Extrait du texte:
Anne Feitz
Le rapport du programme des Nations unies pour l'environnement sur les émissions mondiales de gaz à effet de serre montre que les engagements des pays sont loin d'être suffisants pour respecter l'Accord de Paris. Un appel à réagir à la veille de l'ouverture de la COP28.
A quelques jours de l'ouverture de la COP28, qui se tient du 30 novembre au 12 décembre à Dubaï, l'Onu appelle à un véritable sursaut de ses Etats membres. Le dernier rapport annuel du programme des Nations unies pour l'environnement (PNUE) est plus qu'alarmant. Portant sur l'écart entre les émissions nécessaires et les perspectives actuelles pour limiter le réchauffement climatique(« Emission Gap Report »), il montre que les engagements actuels des pays sont très loin de suffire au respect de l'Accord de Paris, qui vise à limiter le réchauffement sous la barre des 2 °C, et à tout faire pour se rapprocher de 1,5 °C.
Selon les conclusions de ce rapport très attendu, les politiques actuelles de réduction des gaz à effet de serre laissent plutôt présager un réchauffement de 3 °C d'ici à la fin du siècle, par rapport à l'ère préindustrielle. Les engagements « inconditionnels » de réduction pris par les pays mènent la planète vers un réchauffement de 2,9 °C, un niveau qui serait ramené à 2,5 °C en tenant compte également des engagements pris sous conditions (recevoir un soutien financier, par exemple).

Lignes extraites:
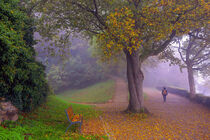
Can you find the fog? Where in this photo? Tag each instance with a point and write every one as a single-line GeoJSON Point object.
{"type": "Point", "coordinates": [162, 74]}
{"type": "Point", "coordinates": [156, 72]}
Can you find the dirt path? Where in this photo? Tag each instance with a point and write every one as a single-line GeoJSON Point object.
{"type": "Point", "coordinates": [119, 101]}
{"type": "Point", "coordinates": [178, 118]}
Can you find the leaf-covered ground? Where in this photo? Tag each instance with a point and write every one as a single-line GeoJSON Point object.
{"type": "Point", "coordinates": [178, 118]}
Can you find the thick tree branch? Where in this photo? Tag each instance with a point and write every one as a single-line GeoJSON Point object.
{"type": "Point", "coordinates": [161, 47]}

---

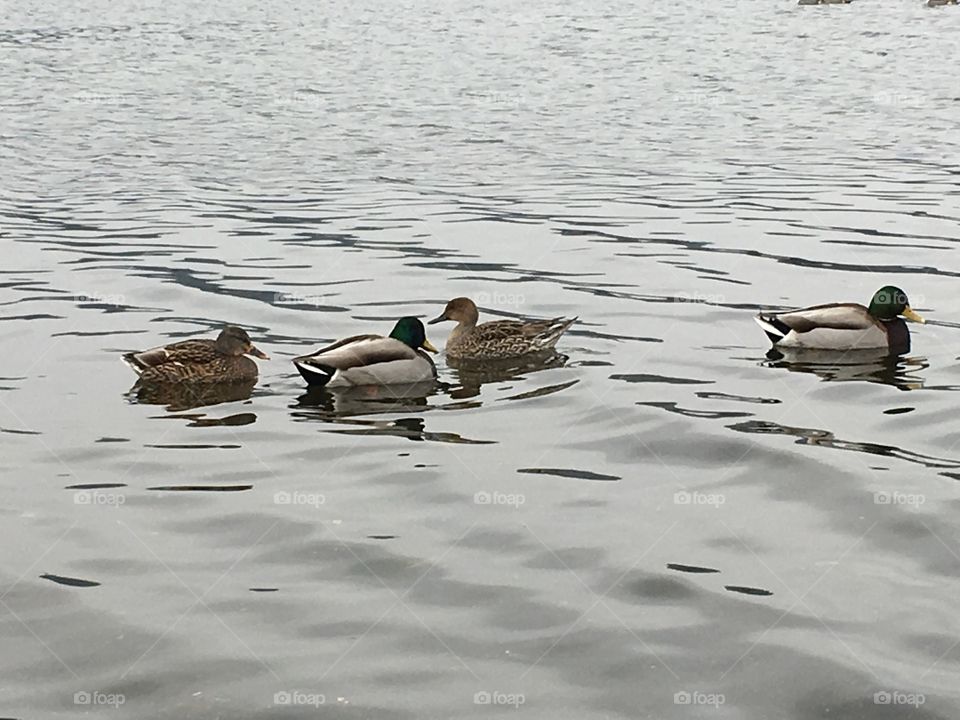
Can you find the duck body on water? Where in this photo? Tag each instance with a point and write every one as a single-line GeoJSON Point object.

--

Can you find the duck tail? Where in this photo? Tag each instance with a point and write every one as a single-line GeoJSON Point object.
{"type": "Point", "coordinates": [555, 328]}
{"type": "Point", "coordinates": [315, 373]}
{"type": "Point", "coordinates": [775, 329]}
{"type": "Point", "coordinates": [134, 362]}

Consigne A: Dans l'article sur le rapport climat de l'Onu, à quel réchauffement mènent les engagements « inconditionnels » pris par les pays ?
Consigne B: Poursuivez l'article sur le rapport climat de l'Onu juste après sa dernière phrase.
Ces lignes n'ont rien à voir avec le texte.

Réponse A: Ils mènent à un réchauffement de 2,9 °C.

Réponse B:
Réaction rapide et ambitieuse nécessaire
Le secrétaire général des Nations unies, Antonio Guterres, a une fois de plus appelé à une réaction rapide et ambitieuse. « Les dirigeants doivent redoubler d'efforts de façon spectaculaire, avec des ambitions records, des actions records et des réductions des émissions records », a-t-il insisté, rappelant l'importance d'« arracher les racines empoisonnées de la crise climatique : les énergies fossiles ». Un sujet qui devrait être au coeur des débats à la COP28.
Selon le rapport du PNUE, les chances de parvenir à limiter le réchauffement à 1,5 °C ne sont plus que de 14 %, dans les scénarios les plus optimistes. Il faudrait pour cela réduire drastiquement les émissions d'ici la fin de la décennie : de 42 % (et de 28 % pour un réchauffement de 2 °C). Un rapport publié la semaine dernière par la Convention cadre des Nations unies sur les changements climatiques (CNUCC) montrait que les trajectoires actuelles menaient plutôt vers une baisse de 2 % par rapport à 2019.
Des progrès ont certes été réalisés depuis l'accord de Paris de 2015. Le PNUE relève que les politiques gouvernementales alors en place auraient entraîné une hausse des émissions de 16 % par rapport au niveau de l'époque. Grâce aux inflexions menées par les gouvernements, celle-ci a été ramenée à 3 %. C'est encore largement insuffisant. En outre les progrès réalisés depuis la COP27 de l'an dernier sont « négligeables », rappelle aussi le rapport.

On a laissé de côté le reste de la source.